**Task**
Return the stretch of the forum post about the GRDDL parsing error from "at net.sf.saxon.event.Sender.send(Sender.java:142)" through "at com.hp.hpl.jena.grddl.impl.GRDDL.go(GRDDL.java:199)", word for word.

**Document section**
Hey All,
I have a problem parsing websites with GRDDL.
I use this code:
Model m = ModelFactory.createDefaultModel();
RDFReader r = m.getReader("GRDDL");
r.setProperty("grddl.rdfa", true);
r.read(m, "some website...");
And get the exception pasted at the end.
Most of the times when I download the html file locally and delete the first
line about DOCTYPE it works just fine. But how can I overcome this?
Thanks,
Stijn
----
Exception output:
null
ERROR [main] (RDFDefaultErrorHandler.java:40) - java.io.IOException: Server
returned HTTP response code: 503 for URL:
http://www.w3.org/TR/xhtml1/DTD/xhtml1-transitional.dtd
ERROR [main] (RDFDefaultErrorHandler.java:40) - java.io.IOException: Server
returned HTTP response code: 503 for URL:
http://www.w3.org/TR/xhtml1/DTD/xhtml1-transitional.dtd
Exception in thread "main" net.sf.saxon.trans.DynamicError: java.io.IOException:
Server returned HTTP response code: 503 for URL:
http://www.w3.org/TR/xhtml1/DTD/xhtml1-transitional.dtd
at net.sf.saxon.event.Sender.sendSAXSource(Sender.java:313)
at net.sf.saxon.event.Sender.send(Sender.java:142)
at net.sf.saxon.IdentityTransformer.transform(IdentityTransformer.java:29)
at com.hp.hpl.jena.grddl.impl.GRDDL.initialParse(GRDDL.java:234)
at com.hp.hpl.jena.grddl.impl.GRDDL.go(GRDDL.java:199)
at com.hp.hpl.jena.grddl.GRDDLReader.read(GRDDLReader.java:47)
at sites.ParseSites.getModel(ParseSites.java:32)
at sites.ParseSites.queryWebSite(ParseSites.java:39)
at sites.ParseSites.main(ParseSites.java:20)
Caused by: java.io.IOException: Server returned HTTP response code: 503 for URL:
http://www.w3.org/TR/xhtml1/DTD/xhtml1-transitional.dtd
at
sun.net.www.protocol.http.HttpURLConnection.getInputStream(HttpURLConnection.jav\
a:1313)
at org.apache.xerces.impl.XMLEntityManager.setupCurrentEntity(Unknown Source)
at org.apache.xerces.impl.XMLEntityManager.startEntity(Unknown Source)
at org.apache.xerces.impl.XMLEntityManager.startDTDEntity(Unknown Source)
at org.apache.xerces.impl.XMLDTDScannerImpl.setInputSource(Unknown Source)

**Given data**
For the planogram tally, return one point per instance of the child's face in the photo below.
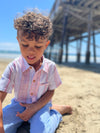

**Output for this task**
at net.sf.saxon.event.Sender.send(Sender.java:142)
at net.sf.saxon.IdentityTransformer.transform(IdentityTransformer.java:29)
at com.hp.hpl.jena.grddl.impl.GRDDL.initialParse(GRDDL.java:234)
at com.hp.hpl.jena.grddl.impl.GRDDL.go(GRDDL.java:199)